Task goal -
An exact reproduction of the records is required, with all images left out.

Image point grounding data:
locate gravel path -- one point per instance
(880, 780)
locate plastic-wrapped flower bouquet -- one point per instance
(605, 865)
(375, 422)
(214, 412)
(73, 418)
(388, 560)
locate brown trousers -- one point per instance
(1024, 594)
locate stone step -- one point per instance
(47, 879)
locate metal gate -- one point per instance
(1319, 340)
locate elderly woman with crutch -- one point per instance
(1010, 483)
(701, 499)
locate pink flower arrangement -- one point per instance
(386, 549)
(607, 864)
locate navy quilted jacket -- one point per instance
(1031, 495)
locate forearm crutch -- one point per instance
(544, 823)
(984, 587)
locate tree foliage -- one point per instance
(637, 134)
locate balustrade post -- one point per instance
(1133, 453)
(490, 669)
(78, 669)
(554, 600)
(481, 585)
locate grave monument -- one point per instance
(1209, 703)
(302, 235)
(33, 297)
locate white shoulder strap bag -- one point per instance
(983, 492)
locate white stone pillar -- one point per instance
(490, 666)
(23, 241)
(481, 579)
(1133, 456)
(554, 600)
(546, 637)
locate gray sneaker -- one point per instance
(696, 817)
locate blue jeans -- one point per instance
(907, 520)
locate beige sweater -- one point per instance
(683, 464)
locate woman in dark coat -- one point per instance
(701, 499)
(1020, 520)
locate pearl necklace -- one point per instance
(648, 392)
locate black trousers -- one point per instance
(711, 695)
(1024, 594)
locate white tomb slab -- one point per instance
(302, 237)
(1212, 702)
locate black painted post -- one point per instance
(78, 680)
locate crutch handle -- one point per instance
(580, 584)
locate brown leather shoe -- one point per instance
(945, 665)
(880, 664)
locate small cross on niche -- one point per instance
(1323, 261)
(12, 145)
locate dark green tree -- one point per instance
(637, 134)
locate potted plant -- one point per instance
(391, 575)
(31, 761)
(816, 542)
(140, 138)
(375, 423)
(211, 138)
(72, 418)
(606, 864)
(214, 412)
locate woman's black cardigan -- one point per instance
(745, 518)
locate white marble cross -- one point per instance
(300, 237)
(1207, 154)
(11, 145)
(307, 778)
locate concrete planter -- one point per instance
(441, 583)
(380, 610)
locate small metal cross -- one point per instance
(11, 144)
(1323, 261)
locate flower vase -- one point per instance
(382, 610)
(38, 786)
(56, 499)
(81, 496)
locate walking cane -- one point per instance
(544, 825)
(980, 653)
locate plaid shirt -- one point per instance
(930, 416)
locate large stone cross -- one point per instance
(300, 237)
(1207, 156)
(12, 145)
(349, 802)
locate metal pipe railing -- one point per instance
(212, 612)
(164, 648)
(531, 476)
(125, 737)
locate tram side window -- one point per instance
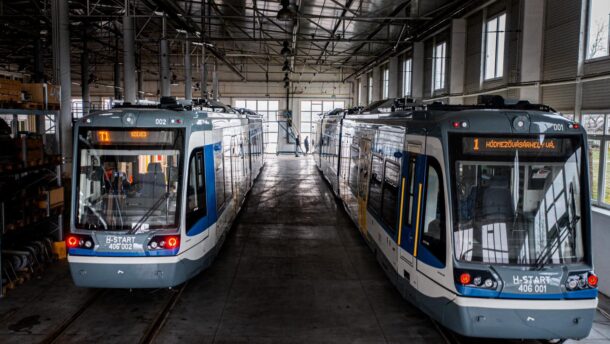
(375, 187)
(390, 194)
(354, 168)
(411, 189)
(433, 234)
(220, 176)
(196, 207)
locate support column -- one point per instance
(129, 64)
(165, 82)
(62, 34)
(164, 49)
(204, 75)
(140, 78)
(376, 84)
(39, 78)
(215, 80)
(394, 87)
(117, 81)
(188, 78)
(117, 71)
(418, 71)
(531, 51)
(84, 78)
(458, 61)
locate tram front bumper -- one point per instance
(520, 319)
(132, 272)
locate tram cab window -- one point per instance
(195, 198)
(433, 234)
(519, 208)
(376, 185)
(391, 178)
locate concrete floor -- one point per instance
(294, 269)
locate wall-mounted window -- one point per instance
(440, 52)
(269, 110)
(385, 82)
(407, 72)
(598, 132)
(494, 47)
(360, 102)
(311, 109)
(598, 40)
(369, 85)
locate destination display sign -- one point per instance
(498, 145)
(134, 137)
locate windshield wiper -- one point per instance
(100, 217)
(150, 211)
(558, 238)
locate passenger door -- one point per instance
(431, 239)
(411, 198)
(363, 182)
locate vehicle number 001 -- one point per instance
(532, 288)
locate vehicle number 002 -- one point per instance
(532, 288)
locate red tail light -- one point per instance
(164, 242)
(172, 242)
(72, 241)
(592, 280)
(465, 278)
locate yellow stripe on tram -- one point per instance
(402, 199)
(417, 223)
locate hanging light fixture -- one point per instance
(288, 11)
(286, 66)
(285, 50)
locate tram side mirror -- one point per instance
(173, 174)
(434, 229)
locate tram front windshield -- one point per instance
(128, 179)
(518, 200)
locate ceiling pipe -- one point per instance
(441, 19)
(185, 22)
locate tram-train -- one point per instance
(480, 215)
(155, 191)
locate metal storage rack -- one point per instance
(43, 123)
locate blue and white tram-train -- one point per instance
(155, 192)
(480, 215)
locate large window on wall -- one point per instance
(494, 46)
(385, 82)
(597, 126)
(360, 102)
(598, 38)
(269, 110)
(369, 86)
(440, 52)
(407, 72)
(310, 109)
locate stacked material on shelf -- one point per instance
(35, 93)
(10, 90)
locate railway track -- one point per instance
(148, 335)
(153, 329)
(53, 336)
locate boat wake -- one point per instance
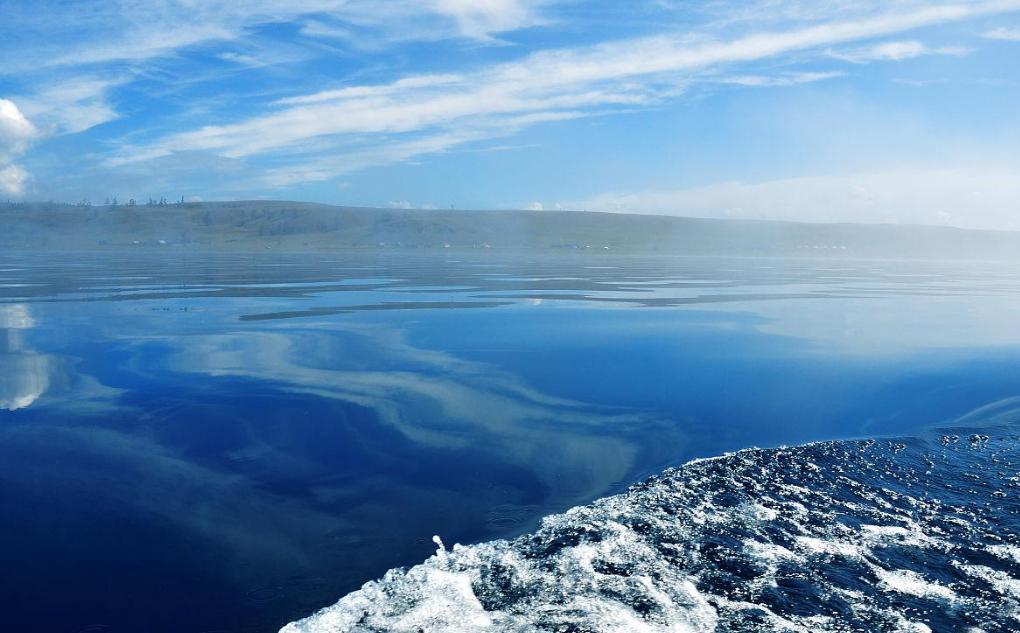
(911, 535)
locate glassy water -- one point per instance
(226, 443)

Exercise output -
locate gravel path -- one point per instance
(880, 780)
locate plastic-wrapped flower bouquet -- one point per instance
(605, 865)
(375, 422)
(214, 412)
(73, 418)
(388, 560)
locate brown trousers -- one point per instance
(1024, 594)
locate stone step -- one point per instance
(47, 879)
locate metal gate -- one point per instance
(1319, 340)
locate elderly woman with crutch -- one point per instance
(1010, 483)
(701, 499)
locate pink flower arrangement -- one point per instance
(386, 549)
(607, 864)
locate navy quilted jacket -- one point per instance
(1031, 495)
locate forearm crutch -- one point per instance
(544, 823)
(984, 587)
locate tree foliage -- one point per instance
(637, 134)
locate balustrade post -- one point per instance
(1133, 453)
(490, 669)
(78, 669)
(554, 600)
(481, 585)
locate grave monument -- one point per instance
(1209, 703)
(302, 235)
(33, 297)
locate white shoulder strap bag -- one point per instance
(983, 492)
locate white stone pillar -- one point per instance
(490, 666)
(23, 241)
(481, 579)
(1133, 456)
(554, 600)
(546, 637)
locate gray sneaker -- one point per instance
(696, 817)
locate blue jeans -- one point per instance
(907, 520)
locate beige sweater -- one point per instance
(683, 464)
locate woman in dark coat -- one point per instance
(701, 499)
(1020, 520)
locate pearl necklace -- one point per instance
(648, 392)
locate black trousers -- one point per instance
(711, 695)
(1024, 594)
locate white tomb slab -- one point per instance
(302, 237)
(1212, 702)
locate black painted post -- one point per instance
(78, 680)
locate crutch handle -- one point per instance
(580, 584)
locate brown leather shoe -- one point per instance
(945, 665)
(880, 664)
locate small cross on niche -- one point per instance
(1323, 261)
(12, 145)
locate dark green tree -- one point per instance
(637, 134)
locate potted plant -- one point per instance
(391, 575)
(31, 761)
(816, 542)
(140, 138)
(375, 423)
(211, 138)
(72, 418)
(606, 864)
(214, 412)
locate woman's black cardigan -- one point per instance
(745, 518)
locate white marble cross -- one point per instance
(300, 237)
(1207, 154)
(11, 145)
(307, 778)
locate concrete planter -- one point per instance
(441, 583)
(380, 610)
locate small metal cross -- one point per instance
(11, 144)
(1323, 261)
locate flower vase -- one point per instance
(382, 610)
(38, 786)
(56, 499)
(81, 496)
locate walking cane -- one point per instance
(544, 825)
(980, 653)
locate plaid shirt -- one point per instance
(930, 416)
locate large stone cross -- one point per instance
(300, 237)
(1207, 156)
(12, 145)
(349, 802)
locate metal pipe railing -- one point per instance
(212, 612)
(164, 648)
(531, 476)
(125, 737)
locate tram side window -- one point per instance
(375, 187)
(390, 194)
(354, 168)
(411, 189)
(433, 234)
(220, 176)
(196, 207)
locate support column -- one point per instance
(129, 64)
(165, 82)
(62, 34)
(164, 49)
(204, 75)
(140, 78)
(376, 84)
(39, 78)
(215, 80)
(394, 87)
(117, 81)
(188, 78)
(117, 71)
(418, 71)
(531, 51)
(84, 78)
(458, 61)
locate tram front bumper -- one point per instance
(520, 319)
(132, 272)
locate tram cab window -- one point per instance
(195, 198)
(433, 234)
(519, 208)
(376, 185)
(391, 178)
locate concrete floor -- one point per instance
(294, 269)
locate wall-mounted window -- one point per instance
(440, 52)
(269, 110)
(385, 82)
(407, 72)
(598, 132)
(494, 47)
(360, 102)
(311, 109)
(598, 40)
(369, 85)
locate destination display sign -- one point per instance
(498, 145)
(134, 137)
locate windshield wiper -- one point per instance
(100, 217)
(150, 211)
(558, 238)
locate passenger door -- one point per instance
(431, 239)
(411, 198)
(363, 182)
locate vehicle number 001 -- one point per instance
(532, 288)
locate vehicle number 002 -- one point per instance
(532, 288)
locate red tail light -- one point per instance
(164, 242)
(172, 242)
(72, 241)
(592, 280)
(465, 278)
locate yellow stripe on tram -- one point per instance
(402, 199)
(417, 223)
locate hanging light fixture -- one point per instance
(288, 11)
(286, 66)
(285, 50)
locate tram side mirror -- one point per instance
(173, 174)
(434, 229)
locate tram front windshield -- one point per instance
(128, 179)
(518, 200)
locate ceiling pipe -- one point per instance
(441, 19)
(185, 22)
locate tram-train -- one point per instance
(480, 215)
(155, 191)
locate metal storage rack -- one point per instance
(43, 123)
locate blue and white tram-train -- one point per instance
(155, 192)
(480, 215)
locate large window on wall -- one point per instance
(494, 46)
(385, 82)
(597, 126)
(360, 102)
(598, 38)
(269, 110)
(369, 86)
(440, 52)
(407, 72)
(310, 109)
locate stacked material on shelf -- one point per instance
(35, 93)
(10, 90)
locate railway track -- one point per instance
(148, 335)
(153, 329)
(53, 336)
locate boat wake -- one point per instance
(911, 535)
locate glassy water -- one point per instance
(226, 443)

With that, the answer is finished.